Which lines run from the line with "Where can you spot the tree" to the end of the entries? Write out exactly those, leaving out the pictures.

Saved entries
====
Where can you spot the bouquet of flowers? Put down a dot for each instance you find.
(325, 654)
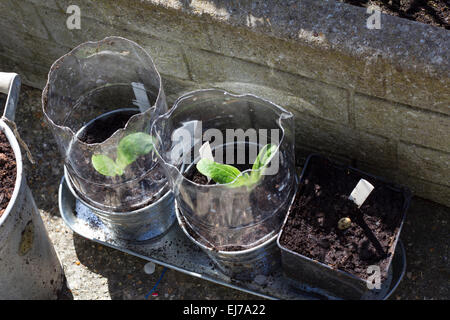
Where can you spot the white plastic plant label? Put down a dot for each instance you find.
(206, 152)
(361, 192)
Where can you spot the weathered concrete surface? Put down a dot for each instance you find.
(378, 98)
(97, 272)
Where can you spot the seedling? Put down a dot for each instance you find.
(129, 149)
(225, 174)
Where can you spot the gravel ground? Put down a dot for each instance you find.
(94, 271)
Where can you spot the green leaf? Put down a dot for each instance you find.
(262, 160)
(133, 146)
(220, 173)
(105, 165)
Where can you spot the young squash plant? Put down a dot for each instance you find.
(225, 174)
(129, 149)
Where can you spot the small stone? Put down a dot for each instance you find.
(344, 223)
(260, 279)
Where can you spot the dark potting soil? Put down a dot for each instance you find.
(322, 200)
(7, 172)
(103, 128)
(433, 12)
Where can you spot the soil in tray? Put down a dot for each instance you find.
(7, 172)
(433, 12)
(311, 229)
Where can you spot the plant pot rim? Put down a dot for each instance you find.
(19, 168)
(222, 252)
(284, 114)
(407, 195)
(56, 65)
(114, 213)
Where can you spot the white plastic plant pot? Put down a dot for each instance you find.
(29, 266)
(223, 217)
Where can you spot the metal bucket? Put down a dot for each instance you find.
(334, 282)
(29, 266)
(244, 265)
(143, 224)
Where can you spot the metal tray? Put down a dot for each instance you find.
(175, 251)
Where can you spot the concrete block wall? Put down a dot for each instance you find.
(377, 98)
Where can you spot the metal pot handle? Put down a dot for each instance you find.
(10, 84)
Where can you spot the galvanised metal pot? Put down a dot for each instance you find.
(29, 266)
(143, 224)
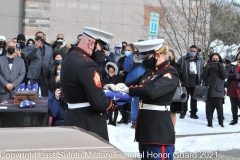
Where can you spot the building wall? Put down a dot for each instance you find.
(11, 15)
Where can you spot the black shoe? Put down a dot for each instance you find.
(182, 116)
(194, 116)
(233, 122)
(220, 122)
(209, 119)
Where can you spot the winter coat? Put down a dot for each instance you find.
(214, 76)
(115, 79)
(63, 50)
(178, 68)
(184, 61)
(134, 69)
(57, 110)
(50, 76)
(231, 69)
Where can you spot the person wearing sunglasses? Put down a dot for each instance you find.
(60, 46)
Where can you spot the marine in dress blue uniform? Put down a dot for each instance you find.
(81, 84)
(156, 87)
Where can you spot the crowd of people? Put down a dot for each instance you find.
(37, 61)
(74, 76)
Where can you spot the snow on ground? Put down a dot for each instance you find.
(122, 136)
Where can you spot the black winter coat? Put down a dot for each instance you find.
(214, 76)
(184, 61)
(50, 76)
(153, 87)
(231, 69)
(113, 80)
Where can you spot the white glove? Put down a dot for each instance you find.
(124, 90)
(110, 86)
(121, 85)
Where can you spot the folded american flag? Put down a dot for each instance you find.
(27, 104)
(119, 98)
(23, 86)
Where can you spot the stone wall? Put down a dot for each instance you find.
(36, 17)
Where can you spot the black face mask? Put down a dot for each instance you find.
(97, 56)
(11, 50)
(2, 44)
(22, 45)
(150, 63)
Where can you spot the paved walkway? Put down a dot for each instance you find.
(214, 155)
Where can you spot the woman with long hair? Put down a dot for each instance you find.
(176, 107)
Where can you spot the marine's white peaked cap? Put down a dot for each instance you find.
(149, 45)
(3, 38)
(98, 34)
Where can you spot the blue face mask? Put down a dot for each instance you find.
(58, 61)
(117, 51)
(127, 53)
(191, 54)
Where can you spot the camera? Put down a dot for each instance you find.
(105, 47)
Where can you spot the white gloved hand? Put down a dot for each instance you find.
(110, 86)
(124, 90)
(121, 85)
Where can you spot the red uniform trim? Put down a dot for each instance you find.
(168, 65)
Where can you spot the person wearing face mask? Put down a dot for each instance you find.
(156, 87)
(81, 84)
(57, 107)
(112, 78)
(192, 68)
(3, 51)
(61, 46)
(176, 107)
(134, 70)
(40, 56)
(52, 76)
(233, 87)
(22, 53)
(12, 72)
(30, 42)
(214, 75)
(118, 51)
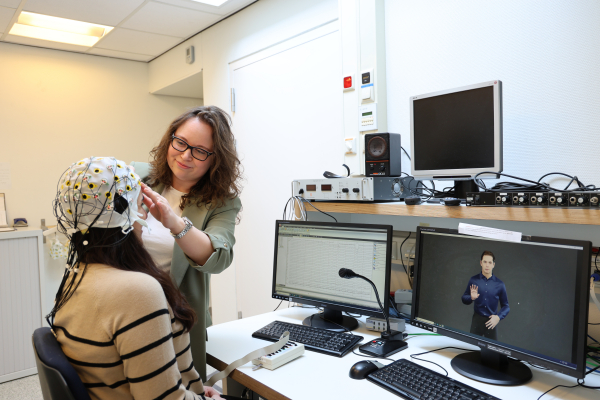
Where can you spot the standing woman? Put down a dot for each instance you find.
(193, 183)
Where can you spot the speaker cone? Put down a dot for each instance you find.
(377, 147)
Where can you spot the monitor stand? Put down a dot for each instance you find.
(490, 367)
(331, 320)
(462, 187)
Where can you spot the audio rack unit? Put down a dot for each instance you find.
(356, 189)
(534, 199)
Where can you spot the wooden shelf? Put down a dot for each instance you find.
(552, 215)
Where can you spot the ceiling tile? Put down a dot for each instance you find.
(10, 3)
(120, 54)
(170, 20)
(6, 15)
(104, 12)
(44, 43)
(225, 9)
(137, 42)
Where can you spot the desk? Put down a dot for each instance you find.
(318, 376)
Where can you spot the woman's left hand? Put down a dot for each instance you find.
(161, 210)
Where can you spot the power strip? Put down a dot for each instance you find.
(379, 324)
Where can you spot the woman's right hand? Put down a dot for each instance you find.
(212, 393)
(161, 210)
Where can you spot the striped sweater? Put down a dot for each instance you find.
(119, 333)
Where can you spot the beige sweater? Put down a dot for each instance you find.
(119, 333)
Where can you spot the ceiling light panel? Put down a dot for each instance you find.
(104, 12)
(6, 15)
(56, 29)
(166, 19)
(215, 3)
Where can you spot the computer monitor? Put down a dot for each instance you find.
(308, 257)
(456, 134)
(537, 288)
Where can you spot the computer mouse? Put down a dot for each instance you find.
(361, 369)
(412, 201)
(451, 201)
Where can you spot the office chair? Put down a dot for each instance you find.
(58, 378)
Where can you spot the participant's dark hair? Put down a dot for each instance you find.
(111, 247)
(488, 253)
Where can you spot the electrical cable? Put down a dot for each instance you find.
(322, 212)
(398, 313)
(331, 175)
(402, 260)
(533, 185)
(404, 150)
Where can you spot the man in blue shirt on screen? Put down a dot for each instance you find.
(486, 290)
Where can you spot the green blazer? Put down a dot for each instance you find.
(193, 279)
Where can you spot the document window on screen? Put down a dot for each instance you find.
(309, 259)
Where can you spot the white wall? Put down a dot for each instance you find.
(57, 107)
(545, 53)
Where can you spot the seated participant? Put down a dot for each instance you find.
(119, 319)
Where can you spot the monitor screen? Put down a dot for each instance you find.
(527, 299)
(309, 255)
(457, 132)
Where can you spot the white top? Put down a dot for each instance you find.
(158, 240)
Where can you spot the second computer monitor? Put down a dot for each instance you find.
(308, 257)
(526, 300)
(457, 133)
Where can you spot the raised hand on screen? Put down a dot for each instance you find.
(474, 292)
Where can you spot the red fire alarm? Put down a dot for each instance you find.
(348, 83)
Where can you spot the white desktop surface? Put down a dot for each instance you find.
(318, 376)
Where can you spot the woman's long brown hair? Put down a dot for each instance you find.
(126, 252)
(222, 181)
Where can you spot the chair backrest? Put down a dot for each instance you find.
(58, 378)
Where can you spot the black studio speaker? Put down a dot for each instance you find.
(382, 154)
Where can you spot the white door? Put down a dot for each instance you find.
(288, 125)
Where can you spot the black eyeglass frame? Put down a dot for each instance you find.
(208, 153)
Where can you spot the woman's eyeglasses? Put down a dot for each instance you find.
(181, 145)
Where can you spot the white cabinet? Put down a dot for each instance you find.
(21, 264)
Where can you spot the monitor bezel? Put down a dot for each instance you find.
(466, 173)
(339, 306)
(583, 269)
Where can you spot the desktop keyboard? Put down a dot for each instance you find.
(314, 339)
(412, 381)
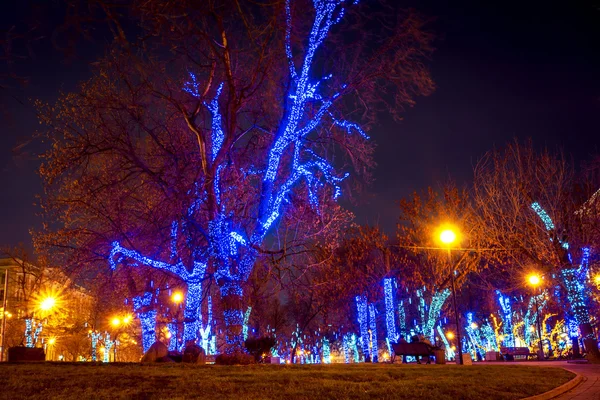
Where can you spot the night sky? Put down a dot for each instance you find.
(502, 71)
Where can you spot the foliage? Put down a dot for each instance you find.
(191, 141)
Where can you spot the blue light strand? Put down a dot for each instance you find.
(363, 322)
(302, 92)
(95, 337)
(246, 319)
(402, 319)
(172, 327)
(571, 277)
(490, 336)
(437, 302)
(147, 316)
(218, 136)
(449, 352)
(373, 332)
(543, 216)
(326, 352)
(576, 295)
(28, 332)
(507, 326)
(108, 344)
(390, 320)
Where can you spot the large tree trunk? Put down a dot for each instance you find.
(28, 332)
(192, 315)
(363, 321)
(231, 295)
(576, 293)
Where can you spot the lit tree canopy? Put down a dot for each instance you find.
(188, 145)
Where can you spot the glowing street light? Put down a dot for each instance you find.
(47, 304)
(535, 280)
(447, 236)
(177, 297)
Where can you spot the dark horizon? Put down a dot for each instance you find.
(502, 71)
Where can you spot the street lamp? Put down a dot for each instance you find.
(47, 303)
(535, 280)
(177, 297)
(448, 237)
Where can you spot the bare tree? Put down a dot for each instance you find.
(534, 210)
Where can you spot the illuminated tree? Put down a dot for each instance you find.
(533, 211)
(426, 265)
(185, 164)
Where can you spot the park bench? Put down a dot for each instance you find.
(413, 349)
(516, 352)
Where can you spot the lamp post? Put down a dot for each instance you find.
(535, 280)
(448, 237)
(119, 324)
(177, 298)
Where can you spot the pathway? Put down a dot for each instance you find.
(589, 389)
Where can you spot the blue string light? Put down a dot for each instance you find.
(373, 332)
(402, 319)
(363, 322)
(449, 352)
(95, 337)
(231, 251)
(326, 352)
(573, 278)
(437, 302)
(509, 337)
(246, 319)
(390, 320)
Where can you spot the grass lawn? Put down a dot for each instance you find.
(338, 381)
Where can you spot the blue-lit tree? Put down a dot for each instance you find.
(186, 163)
(534, 211)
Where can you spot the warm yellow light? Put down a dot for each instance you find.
(48, 303)
(447, 236)
(534, 279)
(177, 297)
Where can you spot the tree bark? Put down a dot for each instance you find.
(231, 295)
(192, 313)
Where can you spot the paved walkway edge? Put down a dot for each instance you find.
(557, 391)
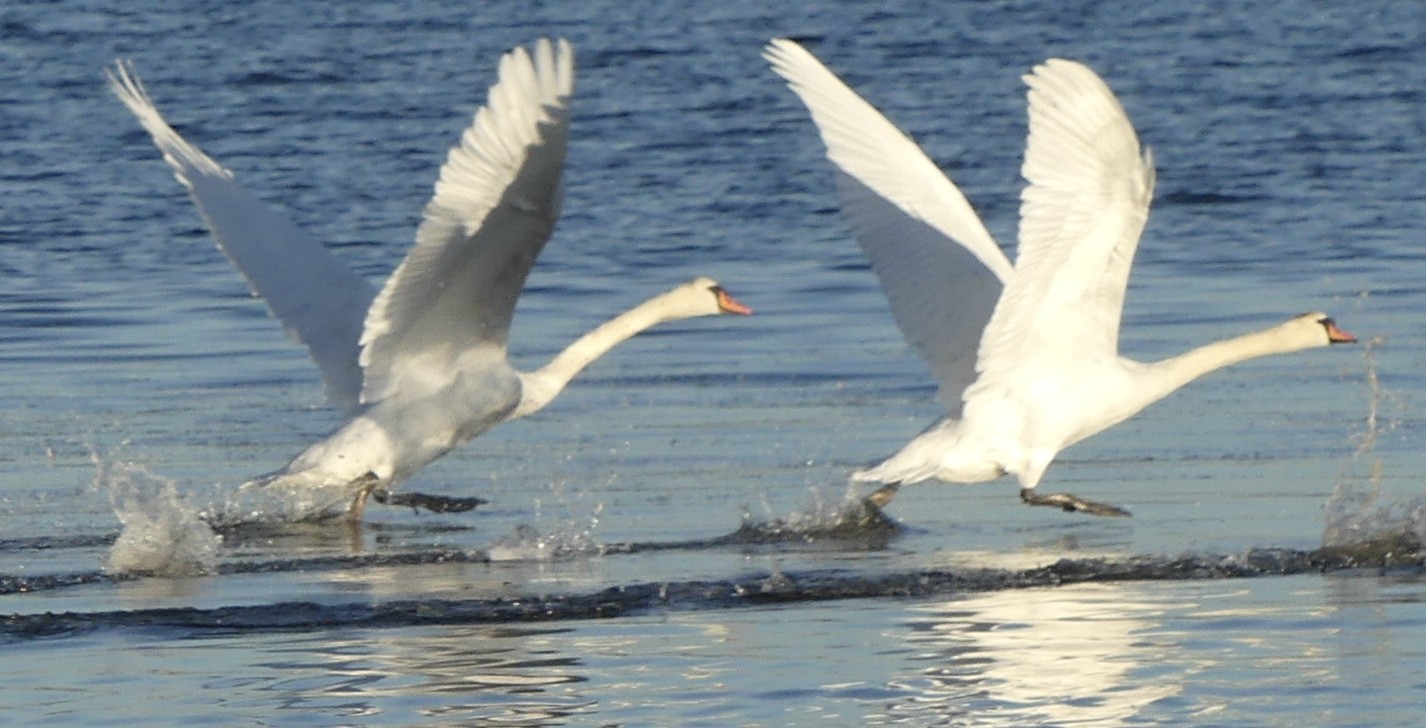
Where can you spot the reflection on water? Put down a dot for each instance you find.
(1035, 657)
(511, 677)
====
Completed exercise:
Where can you spot the tree bark? Put down a dot for each instance you find.
(231, 295)
(192, 313)
Where can you spot the paved walkway edge? Put down a dot for each instance you find.
(557, 391)
Where can you spot the reflection on water? Put down a dot for each instance you find.
(1035, 657)
(511, 677)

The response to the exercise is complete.